+++ EXTRACT TO READ +++
Dr. Joseph Teye Nuertey, Upper West Regional Director of Health Services has stated that right from the planning stages of health delivery in Ghana, nutrition was not accorded the necessary importance, which has since affected the health system.

“It is even unfortunate that even some managers in Ghana Health Service (GHS) do not give nutrition its needed attention and this is reflected on how some frontline health staff view nutrition activities as an additional task rather than their core duties”, he said.

Dr. Nuertey who stated this during the Annual Nutrition Review and Advocacy Meeting in Wa, noted that the central role of nutrition on health was recognised by Hippocrates, the ancient doctor of medicine when he said “Let food be thy medicine and thy medicine thy food”.

The Regional Director of Health Services said it was about time health professionals realised that their core duty of ensuring a healthy population could never be achieved until they gave nutrition its needed attention, adding that nutrition was the bedrock for health and development.

He said despite this, the Upper West Region made modest improvement with regard to malnutrition among under-fives, hinting that acute malnutrition also termed as wasting had decreased from 13.9 per cent in 2008 to 4.4 per cent in 2014 according to the Ghana Demographic Health Survey (GDHS).

Dr. Nuertey noted that inadequate food intake and disease of infections were the known immediate determinants of under-nutrition, saying it was not surprising that the region made progress considering the investments in the area of both nutrition specific and sensitive interventions in the last few years.

However, he pointed out that the region was still baffled with food insecurity and poor hygiene and sanitation practices, which according to him were fundamental for nutrition outcomes.

He said the Emergency Food Security and Market Assessment (EFSA, 2016) Conducted by the World Food Programme (WFP), indicated that the prevalence of food insecurity has increased in two of the three regions of the north which were included in the 2012 Comprehensive Food Security and Vulnerability Analysis (CFSVA) report.

“The level of food insecurity increased from 16 per cent in 2012 to 18 per cent in 2016 in the Upper West Region”, the Regional Director of Health Services noted.

Dr. Nuertey also disclosed that 70 per cent of Ghanaians still practised open defecation because of lack of toilet facilities according to the GDHS 2014 report, noting that this was still serious and had a lot of health implications including increased infection rates and eventually under-nutrition or even death among under-fives.

He noted that stunting had also improved, though marginally, from 24.6 per cent in 2008 to 22.2 in 2014 according to the GDHS.

The Upper West Regional Health Services Director commended the WFP, the Netherlands Development Organisation (SNV), the United Nations Children’s Fund (UNICEF), and the Japan International Cooperation Agency (JICA) for playing various roles in supporting the directorate’s effort at up scaling nutrition activities in the region.
+++ INFORMATION SUPPLIED +++
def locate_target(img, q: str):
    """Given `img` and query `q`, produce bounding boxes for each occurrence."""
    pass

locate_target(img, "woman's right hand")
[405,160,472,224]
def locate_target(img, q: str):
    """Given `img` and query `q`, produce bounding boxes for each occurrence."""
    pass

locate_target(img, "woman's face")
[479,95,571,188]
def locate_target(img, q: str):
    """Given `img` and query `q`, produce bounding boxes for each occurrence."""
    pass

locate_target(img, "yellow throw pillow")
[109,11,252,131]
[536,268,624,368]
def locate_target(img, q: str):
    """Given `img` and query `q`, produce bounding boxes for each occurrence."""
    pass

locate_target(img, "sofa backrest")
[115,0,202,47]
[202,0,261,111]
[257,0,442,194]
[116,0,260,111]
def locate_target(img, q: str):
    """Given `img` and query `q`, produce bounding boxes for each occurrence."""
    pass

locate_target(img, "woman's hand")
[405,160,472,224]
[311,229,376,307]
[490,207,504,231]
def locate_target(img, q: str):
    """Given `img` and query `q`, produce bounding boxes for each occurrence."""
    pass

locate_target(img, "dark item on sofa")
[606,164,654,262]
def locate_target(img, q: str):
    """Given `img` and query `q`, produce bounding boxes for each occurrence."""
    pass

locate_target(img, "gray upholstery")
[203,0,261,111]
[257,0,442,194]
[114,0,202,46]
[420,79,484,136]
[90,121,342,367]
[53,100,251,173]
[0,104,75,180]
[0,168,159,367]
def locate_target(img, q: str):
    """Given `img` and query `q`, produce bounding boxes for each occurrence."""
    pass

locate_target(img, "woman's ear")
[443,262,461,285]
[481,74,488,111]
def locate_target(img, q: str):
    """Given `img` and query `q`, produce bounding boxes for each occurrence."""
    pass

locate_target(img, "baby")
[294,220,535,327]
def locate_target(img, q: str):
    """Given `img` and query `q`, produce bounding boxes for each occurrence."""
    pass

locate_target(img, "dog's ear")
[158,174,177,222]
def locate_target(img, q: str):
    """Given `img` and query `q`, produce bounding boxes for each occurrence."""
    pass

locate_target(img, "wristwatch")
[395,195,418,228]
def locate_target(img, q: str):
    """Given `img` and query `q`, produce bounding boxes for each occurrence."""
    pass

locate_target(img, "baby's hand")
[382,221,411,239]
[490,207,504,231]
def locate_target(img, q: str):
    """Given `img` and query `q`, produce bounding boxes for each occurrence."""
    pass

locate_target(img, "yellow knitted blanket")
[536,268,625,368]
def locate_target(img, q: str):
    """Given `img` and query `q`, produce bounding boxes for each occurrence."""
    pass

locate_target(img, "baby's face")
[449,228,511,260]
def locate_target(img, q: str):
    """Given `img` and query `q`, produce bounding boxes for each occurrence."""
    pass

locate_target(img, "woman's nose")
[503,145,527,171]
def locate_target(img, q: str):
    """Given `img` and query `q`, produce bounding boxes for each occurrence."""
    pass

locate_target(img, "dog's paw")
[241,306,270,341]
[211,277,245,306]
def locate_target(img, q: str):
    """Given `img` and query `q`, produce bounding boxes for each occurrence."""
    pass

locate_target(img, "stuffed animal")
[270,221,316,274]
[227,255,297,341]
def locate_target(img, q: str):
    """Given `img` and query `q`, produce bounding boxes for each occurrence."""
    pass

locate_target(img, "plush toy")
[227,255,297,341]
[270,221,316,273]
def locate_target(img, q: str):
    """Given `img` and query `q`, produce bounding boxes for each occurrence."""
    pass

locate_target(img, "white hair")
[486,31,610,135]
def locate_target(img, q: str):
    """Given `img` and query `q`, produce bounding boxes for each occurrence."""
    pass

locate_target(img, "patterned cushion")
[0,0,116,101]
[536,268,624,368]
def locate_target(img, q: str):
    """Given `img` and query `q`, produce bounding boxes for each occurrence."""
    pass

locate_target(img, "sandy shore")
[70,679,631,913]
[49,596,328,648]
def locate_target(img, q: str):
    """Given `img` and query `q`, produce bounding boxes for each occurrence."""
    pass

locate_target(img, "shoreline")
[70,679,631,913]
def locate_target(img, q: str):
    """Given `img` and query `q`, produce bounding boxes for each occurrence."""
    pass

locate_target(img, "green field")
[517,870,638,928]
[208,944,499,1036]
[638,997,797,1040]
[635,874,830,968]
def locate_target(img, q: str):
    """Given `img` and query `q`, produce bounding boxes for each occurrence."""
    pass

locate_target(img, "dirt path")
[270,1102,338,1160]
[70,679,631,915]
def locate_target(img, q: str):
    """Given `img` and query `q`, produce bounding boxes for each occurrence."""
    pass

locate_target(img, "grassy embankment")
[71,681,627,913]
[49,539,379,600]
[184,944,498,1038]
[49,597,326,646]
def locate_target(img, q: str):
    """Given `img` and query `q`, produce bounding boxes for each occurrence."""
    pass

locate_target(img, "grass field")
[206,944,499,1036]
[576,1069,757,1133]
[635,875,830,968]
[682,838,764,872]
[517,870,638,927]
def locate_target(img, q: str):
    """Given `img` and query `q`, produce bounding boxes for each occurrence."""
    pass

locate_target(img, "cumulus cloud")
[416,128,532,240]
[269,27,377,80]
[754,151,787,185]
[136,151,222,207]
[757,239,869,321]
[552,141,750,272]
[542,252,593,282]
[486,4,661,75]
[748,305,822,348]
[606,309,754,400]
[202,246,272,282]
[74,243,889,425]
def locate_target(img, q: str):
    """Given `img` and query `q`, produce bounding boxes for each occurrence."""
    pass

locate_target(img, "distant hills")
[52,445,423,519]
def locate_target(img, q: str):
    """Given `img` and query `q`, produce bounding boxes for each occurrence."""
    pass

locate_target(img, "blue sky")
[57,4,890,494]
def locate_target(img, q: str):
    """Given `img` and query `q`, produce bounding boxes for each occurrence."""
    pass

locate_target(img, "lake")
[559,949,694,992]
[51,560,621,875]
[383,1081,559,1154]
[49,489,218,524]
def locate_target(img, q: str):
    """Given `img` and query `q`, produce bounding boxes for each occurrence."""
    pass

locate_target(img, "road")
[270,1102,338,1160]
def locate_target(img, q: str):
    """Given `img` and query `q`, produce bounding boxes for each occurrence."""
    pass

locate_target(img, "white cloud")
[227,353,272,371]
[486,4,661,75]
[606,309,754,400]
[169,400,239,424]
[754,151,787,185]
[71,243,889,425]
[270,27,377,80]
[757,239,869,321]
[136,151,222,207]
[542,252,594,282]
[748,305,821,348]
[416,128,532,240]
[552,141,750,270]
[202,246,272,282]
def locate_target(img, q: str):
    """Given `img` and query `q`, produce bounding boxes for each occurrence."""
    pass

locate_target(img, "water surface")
+++
[REQUIREMENT] Could you write out the part of the nutrition report starting at "Dr. Joseph Teye" and ending at "the health system.", word for word? The listing has nothing to do with the nutrition report.

[RESPONSE AREA]
Dr. Joseph Teye Nuertey, Upper West Regional Director of Health Services has stated that right from the planning stages of health delivery in Ghana, nutrition was not accorded the necessary importance, which has since affected the health system.